▶ [Excerpt provided]:
##########

Someone: how are you?
Me: thanks, you too.
Dodgeball in gym class…
because life wasn’t already hard enough when I was 12.
cop: “sir im afraid your dog is too cool for this neighbourhood”
me: [turns his little baseball cap round right way]
cop: “ok that’s better”
Me: I need to pee
Everyone else in the Trojan horse: shh
Re: recent conversation about which of your cats is the convicted felon
My most impressive dance move is carrying a watermelon.
[Tim Burton tries baseball]
COACH [rubs eyes]Got it now
T: Yes
C: Ok. Pitch
T: A dark haunted tale starring Johnny De-
C: I’m gonna kill him
DETROIT: im doing a secret show at 8pm tonigt at a small club dowmtown! mesage me for details!!!
ME: omg a talkimg city
interviewer: you have a 3 year gap on your resume that just says “vengeance”
me:
interviewer:
me: you don’t remember me do you?
her: i hate ultimatums
me (thought she said “old tomatoes”): well i love them, so time to decide. it’s them or me.
My ex was a true professional.she said “you are fired” when we broke up.
$19.99 because $20 is an outrageous amount of money!
coach: what are you doing???

##########

▶ [Material provided]:

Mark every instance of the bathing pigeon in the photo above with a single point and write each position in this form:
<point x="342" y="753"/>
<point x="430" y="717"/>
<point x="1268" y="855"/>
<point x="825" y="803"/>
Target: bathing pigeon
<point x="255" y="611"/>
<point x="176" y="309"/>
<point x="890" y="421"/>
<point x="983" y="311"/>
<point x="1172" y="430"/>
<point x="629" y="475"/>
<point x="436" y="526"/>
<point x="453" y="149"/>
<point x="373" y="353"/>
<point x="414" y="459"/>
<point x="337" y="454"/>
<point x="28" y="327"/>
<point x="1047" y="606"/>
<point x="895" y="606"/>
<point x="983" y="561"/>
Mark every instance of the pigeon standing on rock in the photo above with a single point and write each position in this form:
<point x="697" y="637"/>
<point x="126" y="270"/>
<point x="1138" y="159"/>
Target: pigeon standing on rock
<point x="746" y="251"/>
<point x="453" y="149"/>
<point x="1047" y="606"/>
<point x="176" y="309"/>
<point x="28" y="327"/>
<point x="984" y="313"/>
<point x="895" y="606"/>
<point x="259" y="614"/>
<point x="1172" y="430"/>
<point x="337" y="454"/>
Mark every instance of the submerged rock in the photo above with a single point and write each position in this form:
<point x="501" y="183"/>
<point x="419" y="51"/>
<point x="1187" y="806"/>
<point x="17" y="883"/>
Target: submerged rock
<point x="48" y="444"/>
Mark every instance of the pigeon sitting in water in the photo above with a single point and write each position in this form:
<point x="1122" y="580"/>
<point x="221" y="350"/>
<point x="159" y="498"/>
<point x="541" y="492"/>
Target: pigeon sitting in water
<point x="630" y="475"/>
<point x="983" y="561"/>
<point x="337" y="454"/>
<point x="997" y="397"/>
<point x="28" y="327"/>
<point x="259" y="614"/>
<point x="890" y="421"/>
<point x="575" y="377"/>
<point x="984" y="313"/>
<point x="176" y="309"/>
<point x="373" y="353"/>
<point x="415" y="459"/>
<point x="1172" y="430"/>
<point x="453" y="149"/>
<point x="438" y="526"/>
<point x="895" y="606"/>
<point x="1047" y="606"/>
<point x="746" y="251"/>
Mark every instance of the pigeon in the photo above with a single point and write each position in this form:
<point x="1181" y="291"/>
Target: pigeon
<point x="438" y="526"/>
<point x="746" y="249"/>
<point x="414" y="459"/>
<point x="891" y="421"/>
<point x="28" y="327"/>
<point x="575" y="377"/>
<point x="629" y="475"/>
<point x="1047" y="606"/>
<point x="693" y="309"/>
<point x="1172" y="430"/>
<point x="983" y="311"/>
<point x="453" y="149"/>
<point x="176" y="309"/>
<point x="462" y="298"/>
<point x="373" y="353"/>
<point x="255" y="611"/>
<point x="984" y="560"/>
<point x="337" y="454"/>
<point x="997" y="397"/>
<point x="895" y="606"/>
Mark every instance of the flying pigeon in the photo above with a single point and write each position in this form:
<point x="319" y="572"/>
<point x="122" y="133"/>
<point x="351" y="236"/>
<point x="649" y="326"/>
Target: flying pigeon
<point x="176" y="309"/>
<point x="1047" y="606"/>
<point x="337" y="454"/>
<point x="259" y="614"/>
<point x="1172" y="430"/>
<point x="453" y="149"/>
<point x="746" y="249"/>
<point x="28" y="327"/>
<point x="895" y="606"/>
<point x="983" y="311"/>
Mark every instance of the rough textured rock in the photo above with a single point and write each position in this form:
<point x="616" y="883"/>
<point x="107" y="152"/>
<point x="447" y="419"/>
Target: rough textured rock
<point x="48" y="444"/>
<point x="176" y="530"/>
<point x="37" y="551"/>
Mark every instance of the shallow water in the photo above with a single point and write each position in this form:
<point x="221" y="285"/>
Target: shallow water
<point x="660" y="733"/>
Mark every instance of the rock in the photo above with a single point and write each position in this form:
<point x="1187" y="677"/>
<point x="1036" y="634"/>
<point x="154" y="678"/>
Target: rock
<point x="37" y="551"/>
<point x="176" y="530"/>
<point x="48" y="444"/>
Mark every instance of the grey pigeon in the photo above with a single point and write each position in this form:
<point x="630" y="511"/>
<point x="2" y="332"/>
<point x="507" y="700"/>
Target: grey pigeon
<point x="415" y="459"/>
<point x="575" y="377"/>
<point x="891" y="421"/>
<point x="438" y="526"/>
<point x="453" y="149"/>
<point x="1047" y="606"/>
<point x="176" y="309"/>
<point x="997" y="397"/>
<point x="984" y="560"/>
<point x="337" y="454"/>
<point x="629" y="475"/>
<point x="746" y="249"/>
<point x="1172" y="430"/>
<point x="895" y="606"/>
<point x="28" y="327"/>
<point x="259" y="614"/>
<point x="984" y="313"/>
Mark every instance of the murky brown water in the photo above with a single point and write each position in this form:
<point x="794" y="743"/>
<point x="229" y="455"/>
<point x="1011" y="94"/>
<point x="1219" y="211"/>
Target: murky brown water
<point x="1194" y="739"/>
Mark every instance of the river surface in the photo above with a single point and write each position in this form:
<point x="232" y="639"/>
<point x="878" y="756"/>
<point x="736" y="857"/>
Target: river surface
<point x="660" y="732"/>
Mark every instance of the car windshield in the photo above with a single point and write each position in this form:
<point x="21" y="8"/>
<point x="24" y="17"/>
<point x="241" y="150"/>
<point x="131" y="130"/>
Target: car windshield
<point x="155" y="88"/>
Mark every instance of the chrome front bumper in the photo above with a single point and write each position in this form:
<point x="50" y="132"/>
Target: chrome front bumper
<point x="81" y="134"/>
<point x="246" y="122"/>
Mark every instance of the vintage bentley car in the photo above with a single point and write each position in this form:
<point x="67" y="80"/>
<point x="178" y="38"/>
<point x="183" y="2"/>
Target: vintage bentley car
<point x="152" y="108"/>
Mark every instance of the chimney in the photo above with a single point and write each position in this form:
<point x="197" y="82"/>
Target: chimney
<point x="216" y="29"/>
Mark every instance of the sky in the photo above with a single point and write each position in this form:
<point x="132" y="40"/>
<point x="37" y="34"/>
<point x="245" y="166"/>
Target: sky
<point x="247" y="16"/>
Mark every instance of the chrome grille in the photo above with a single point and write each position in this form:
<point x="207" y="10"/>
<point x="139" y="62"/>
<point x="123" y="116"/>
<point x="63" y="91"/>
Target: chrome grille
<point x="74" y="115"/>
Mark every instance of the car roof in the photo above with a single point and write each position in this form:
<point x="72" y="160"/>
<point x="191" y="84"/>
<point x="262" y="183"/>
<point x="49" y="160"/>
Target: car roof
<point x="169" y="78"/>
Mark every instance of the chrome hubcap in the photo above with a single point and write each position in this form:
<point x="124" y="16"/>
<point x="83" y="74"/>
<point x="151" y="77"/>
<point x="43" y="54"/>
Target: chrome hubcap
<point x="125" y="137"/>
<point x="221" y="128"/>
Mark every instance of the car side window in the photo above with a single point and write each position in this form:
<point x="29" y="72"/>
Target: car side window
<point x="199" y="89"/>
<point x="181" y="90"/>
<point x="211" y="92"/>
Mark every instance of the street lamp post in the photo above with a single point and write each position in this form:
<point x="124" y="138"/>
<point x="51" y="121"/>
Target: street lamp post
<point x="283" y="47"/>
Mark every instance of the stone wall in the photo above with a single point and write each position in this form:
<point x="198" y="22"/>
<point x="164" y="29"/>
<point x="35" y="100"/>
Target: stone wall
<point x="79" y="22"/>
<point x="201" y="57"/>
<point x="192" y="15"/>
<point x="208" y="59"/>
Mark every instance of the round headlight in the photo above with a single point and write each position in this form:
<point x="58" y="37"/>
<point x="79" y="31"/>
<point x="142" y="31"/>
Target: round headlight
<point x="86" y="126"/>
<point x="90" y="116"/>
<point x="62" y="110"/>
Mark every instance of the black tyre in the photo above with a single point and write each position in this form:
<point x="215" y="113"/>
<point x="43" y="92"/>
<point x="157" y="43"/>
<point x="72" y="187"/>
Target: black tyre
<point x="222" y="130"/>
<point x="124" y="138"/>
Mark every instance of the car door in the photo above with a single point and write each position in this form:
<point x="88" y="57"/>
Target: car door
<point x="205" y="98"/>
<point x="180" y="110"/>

##########

▶ [Stated exercise A]:
Rewrite the joke collection from "her: i hate" to "amount of money!", switching "ultimatums" to "deadlines".
▶ [Stated exercise B]:
Pick up the joke collection after its final line and extend it with several more short jokes in the same style.

▶ [Result A]:
her: i hate deadlines
me (thought she said “old tomatoes”): well i love them, so time to decide. it’s them or me.
My ex was a true professional.she said “you are fired” when we broke up.
$19.99 because $20 is an outrageous amount of money!

▶ [Result B]:
me: you said do 50 singles
coach: singles means jump rope, not 50 tacos
me, mouth full of tacos: wull ith’s too late now brad!
One day we will tell our grandkids how far we had to scroll to get to the recipe.
Me in tagged photos
i woke up haunted by when a girl DMed me on here to say “how do u know my bf”. i said “we’re just mutuals. i don’t really know him”. she responded and said “well i read all of ur DMs to him”. i went to look at my DMs with him and they were us going back and forth ranking seltzer
Oxford comma: I had eggs, toast, and orange juice.
University of Phoenix comma: I had, eggs toas,t and, orange juice,
Remember: If you don’t post a first-day-of-school picture of each child on Facebook, the state will come and take your kids away.
stopping the microwave at 0:01 is the closest I’ve come to being in a Michael Bay movie.
A man drove his expensive car into a tree and found out how a Mercedes bends
Gosh, some tweeters are super nice.
One guy offered to trim my tree and another one wants to stuff my stockings!
great news: all my boxes arrived
terrible news: all my boxes arrived
I wanna get in touch with those teachers who told me that I have potential, and be like, “Ha! I didn’t amount to anything! In your face!”
In Bakersfield, California, it is illegal to have sex with Satan without a condom.
optimus prime: did she just wink at me?
me: i think she’s turning left
I told the 8 clowns in a tiny cop car to “clown arrest me! Take me to clown jail!” And they did. Bail has been set at 150 banana cream pies.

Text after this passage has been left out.